[RECORD SET]

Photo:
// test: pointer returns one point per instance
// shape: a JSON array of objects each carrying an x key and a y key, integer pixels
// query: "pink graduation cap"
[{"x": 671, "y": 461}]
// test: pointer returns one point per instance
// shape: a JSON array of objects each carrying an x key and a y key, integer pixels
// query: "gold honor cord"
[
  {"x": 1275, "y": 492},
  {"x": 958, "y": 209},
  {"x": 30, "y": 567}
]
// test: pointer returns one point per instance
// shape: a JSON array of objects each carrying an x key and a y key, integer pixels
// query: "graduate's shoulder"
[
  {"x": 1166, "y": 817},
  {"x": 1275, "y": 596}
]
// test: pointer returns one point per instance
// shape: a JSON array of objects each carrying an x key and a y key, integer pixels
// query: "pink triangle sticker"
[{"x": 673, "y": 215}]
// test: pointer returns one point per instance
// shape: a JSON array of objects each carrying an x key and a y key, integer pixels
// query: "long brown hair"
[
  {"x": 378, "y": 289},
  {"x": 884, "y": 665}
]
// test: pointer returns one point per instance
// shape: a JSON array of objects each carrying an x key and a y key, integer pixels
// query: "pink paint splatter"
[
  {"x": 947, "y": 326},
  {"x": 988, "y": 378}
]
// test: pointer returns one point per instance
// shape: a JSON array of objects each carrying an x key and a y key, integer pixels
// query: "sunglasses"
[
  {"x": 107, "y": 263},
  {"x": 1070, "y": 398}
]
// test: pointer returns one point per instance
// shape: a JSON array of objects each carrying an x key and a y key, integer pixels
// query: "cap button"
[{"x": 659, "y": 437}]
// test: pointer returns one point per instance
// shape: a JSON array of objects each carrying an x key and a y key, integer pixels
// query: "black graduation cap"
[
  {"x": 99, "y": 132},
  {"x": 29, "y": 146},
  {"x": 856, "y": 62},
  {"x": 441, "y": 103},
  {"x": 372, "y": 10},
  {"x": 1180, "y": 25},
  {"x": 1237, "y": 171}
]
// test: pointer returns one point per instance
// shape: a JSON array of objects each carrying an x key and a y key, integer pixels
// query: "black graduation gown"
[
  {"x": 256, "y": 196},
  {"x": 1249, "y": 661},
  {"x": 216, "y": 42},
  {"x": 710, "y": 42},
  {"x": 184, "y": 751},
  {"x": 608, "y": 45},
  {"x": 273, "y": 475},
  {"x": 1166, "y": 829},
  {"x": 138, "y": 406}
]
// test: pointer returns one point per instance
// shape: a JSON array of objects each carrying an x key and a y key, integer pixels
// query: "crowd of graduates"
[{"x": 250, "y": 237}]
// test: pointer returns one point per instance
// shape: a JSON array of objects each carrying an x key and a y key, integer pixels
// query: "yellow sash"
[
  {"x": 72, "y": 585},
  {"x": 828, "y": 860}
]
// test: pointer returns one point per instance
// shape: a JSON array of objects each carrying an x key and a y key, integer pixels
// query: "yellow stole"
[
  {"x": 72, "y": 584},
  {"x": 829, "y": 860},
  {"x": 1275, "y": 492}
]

[/RECORD SET]

Reproduce the entries exactly, each one as given.

Photo:
// test: pointer returns one point per instance
// shape: a JSON array of objects each carrying an x key and a y key, integer pixels
// query: "pink graduation cap"
[{"x": 671, "y": 461}]
// test: pointer returns one point per instance
// shape: a JSON array of objects each carrying an x key and a y key, integer pixels
// query: "gold honor cord"
[
  {"x": 1275, "y": 492},
  {"x": 958, "y": 209},
  {"x": 30, "y": 567}
]
// test: pointer returns one point per instance
// shape: a JSON array of objects each carrying an x key and a y key, integer pixels
// query: "graduate's shoulder"
[
  {"x": 1166, "y": 817},
  {"x": 1275, "y": 596}
]
// test: pointer returns one point per instance
// shape: a JSON array of objects each carrying an x key and a y key, integer pixels
// query: "pink triangle sticker"
[{"x": 673, "y": 215}]
// test: pointer returns one point per instance
// shape: a JSON array of objects each carrying an x key and a y key, integer pixels
// query: "long brown hair"
[
  {"x": 378, "y": 289},
  {"x": 884, "y": 665}
]
// test: pointer returns one point per instance
// shape: a JSON array of objects each carrying an x key and a y key, integer pixels
// query: "pink paint splatter"
[
  {"x": 947, "y": 326},
  {"x": 988, "y": 378}
]
// test: pointer returns one point per instance
// shape: a JSON array of objects each carrying an x key and a y key, integer pixels
// query: "sunglasses"
[
  {"x": 107, "y": 263},
  {"x": 1070, "y": 398}
]
// test: pointer returns one point per instance
// shape: a JSON array of objects each carrying an x key and a y key, integer pixels
// query: "cap button"
[{"x": 659, "y": 437}]
// test: pointer returns one point per instance
// shape: a JSON array of objects each carrying an x key and a y key, integer pixels
// query: "black graduation cap"
[
  {"x": 99, "y": 132},
  {"x": 29, "y": 146},
  {"x": 856, "y": 62},
  {"x": 441, "y": 103},
  {"x": 372, "y": 10},
  {"x": 1180, "y": 25},
  {"x": 1237, "y": 171}
]
// test: pointer returns one point per instance
// shape: a JSON array of objects each carrying an x key and a y key, integer pixels
// query: "black graduation gown"
[
  {"x": 256, "y": 196},
  {"x": 1249, "y": 661},
  {"x": 216, "y": 42},
  {"x": 710, "y": 42},
  {"x": 184, "y": 751},
  {"x": 608, "y": 45},
  {"x": 273, "y": 475},
  {"x": 1166, "y": 829},
  {"x": 138, "y": 406}
]
// test: pointer returns one point per instance
// shape: a JSON array of objects each carrying an x key and a y key, integer pixels
// query: "crowd of graduates"
[{"x": 250, "y": 237}]
// test: pointer returns one point per instance
// shape: a JSON array of objects each carrying an x key and a y key, integer pixels
// query: "yellow sash"
[
  {"x": 72, "y": 585},
  {"x": 828, "y": 860}
]
// test: pointer returns one point per instance
// shape: a JSON array of objects each carrying an x key and a y key, integer pixels
// query: "yellow stole"
[
  {"x": 72, "y": 584},
  {"x": 829, "y": 860},
  {"x": 1275, "y": 492}
]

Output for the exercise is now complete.